#### Extract:
TWO TRUTHS, ONE LI-f-E

Chia Anyaegbu
5 min readSep 10, 2022

--

12th Dec. 2020
Truth is…

I’ve always been a scaredy little sheltered cat...

I have really big dreams but have no idea how to achieve them, however, I have a very strong feeling that I will.

I can be very lazy…

I’m pretty sure who I am but I doubt myself a whole lot.

I am a fragile creative. Criticism kills my confidence.. so I don’t share a lot.

I’ve never won a prize for anything. Ok, I have but not for the ones I would really like. I pretend I don’t care but I think it’ll be nice.

I like to think I’m an angel in disguise..so you see, a prize will defeat that purpose.

I like keeping secrets..not necessarily dark ones. Secrets make me feel powerful and in control. I’ve always kept one about friends, siblings, and parents but mostly myself. Especially the ones I know that would raise hell on earth if they were as much as whispered to the right/wrong person. Essentially, keeping people’s secrets is a huge responsibility. I feel honoured to be trusted enough to share something with me that you can’t tell anyone else.

I’d like my work to be recognised but not myself.

I think I’m afraid to be seen because I’m not sure what you would see or which part of me might be judged without full context. That’s part of why I’m afraid of success.

I want to know everything about everything. I want to know every story and experience things that expand my consciousness of myself and the world around me. I enjoy heightened experiences like things that frighten me in the moment. I’m an adrenaline junkie for sure!

I want to fly a plane one day and go skydiving.

I’m not afraid of death as long as it’s not painful.

I might be lowkey suicidal. I say low-key because I don’t think about taking my own life. Just that if it was to happen naturally or by accident, I won’t be mad at it. Life is tough but I’ve left a lot of love and intention to give even more love behind. I suppress a lot of my darkness to leave room for light but that fight in itself is exhausting. There are a lot of things I would like to create and establish before I go away but if I don’t get to, then I suppose it wasn’t meant to be. This is why I’m not selfish with my ideas anymore. I will tell anyone who’s willing to listen what I’d like to exist. Maybe it turns into a collaboration or maybe they’re inspired and it morphs into something else that creates value. Whichever way it goes, I no longer feel the heavy weight of all these things I must achieve before my time is up. I’m solely responsible for putting out all these ideas and plastering my name on them.

I considered hurting myself twice, a long time ago. I was in a really dark place and I thought it will help me achieve three things; 1. end the pain and neglect, 2. get them to pay attention, 3. make them feel bad for not listening. (this part was added 2 years after the original post)

I love people, good people. Talking to brave, innovative, self-aware and creative people give me life.

I really enjoy my own thoughts, I think I’m hilarious.

I enjoy being in the shadows doing good and bad..mostly good.

#### Extracted data:
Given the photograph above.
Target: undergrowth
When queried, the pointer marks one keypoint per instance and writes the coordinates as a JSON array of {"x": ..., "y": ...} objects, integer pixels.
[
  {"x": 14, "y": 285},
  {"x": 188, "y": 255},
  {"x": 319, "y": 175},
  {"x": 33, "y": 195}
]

#### Requirement:
Print the essay's passage from "I’ve always been" to "that I will.". The records have no connection to the essay.

#### The result:
I’ve always been a scaredy little sheltered cat...

I have really big dreams but have no idea how to achieve them, however, I have a very strong feeling that I will.